WHAT TO WORK ON
Collect each line of the records below that contains the word "every" and copy it in full.

DATASET ENTRIES
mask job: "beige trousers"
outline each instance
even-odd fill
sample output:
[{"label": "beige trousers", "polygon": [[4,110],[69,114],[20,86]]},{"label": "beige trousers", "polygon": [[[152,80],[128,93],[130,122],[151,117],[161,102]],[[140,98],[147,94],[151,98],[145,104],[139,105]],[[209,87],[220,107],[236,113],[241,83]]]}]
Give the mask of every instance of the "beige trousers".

==

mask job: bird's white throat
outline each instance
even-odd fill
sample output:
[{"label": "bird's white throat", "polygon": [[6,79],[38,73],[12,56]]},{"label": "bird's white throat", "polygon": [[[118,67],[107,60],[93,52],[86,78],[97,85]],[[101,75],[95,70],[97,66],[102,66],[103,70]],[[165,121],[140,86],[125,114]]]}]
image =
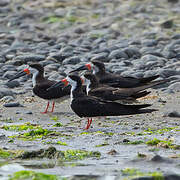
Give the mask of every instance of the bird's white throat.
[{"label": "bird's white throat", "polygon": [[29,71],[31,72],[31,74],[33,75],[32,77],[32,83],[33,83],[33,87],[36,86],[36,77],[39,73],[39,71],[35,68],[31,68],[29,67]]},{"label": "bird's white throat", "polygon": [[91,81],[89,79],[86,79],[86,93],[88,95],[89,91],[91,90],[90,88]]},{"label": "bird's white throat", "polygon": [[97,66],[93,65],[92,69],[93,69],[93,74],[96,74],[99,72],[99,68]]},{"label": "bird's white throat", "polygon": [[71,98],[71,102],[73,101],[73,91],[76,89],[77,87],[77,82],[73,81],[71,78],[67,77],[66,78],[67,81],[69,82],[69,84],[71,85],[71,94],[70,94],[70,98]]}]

FULL RESPONSE
Give the mask of every instance of the "beige trousers".
Give the mask of every instance of the bird's white throat.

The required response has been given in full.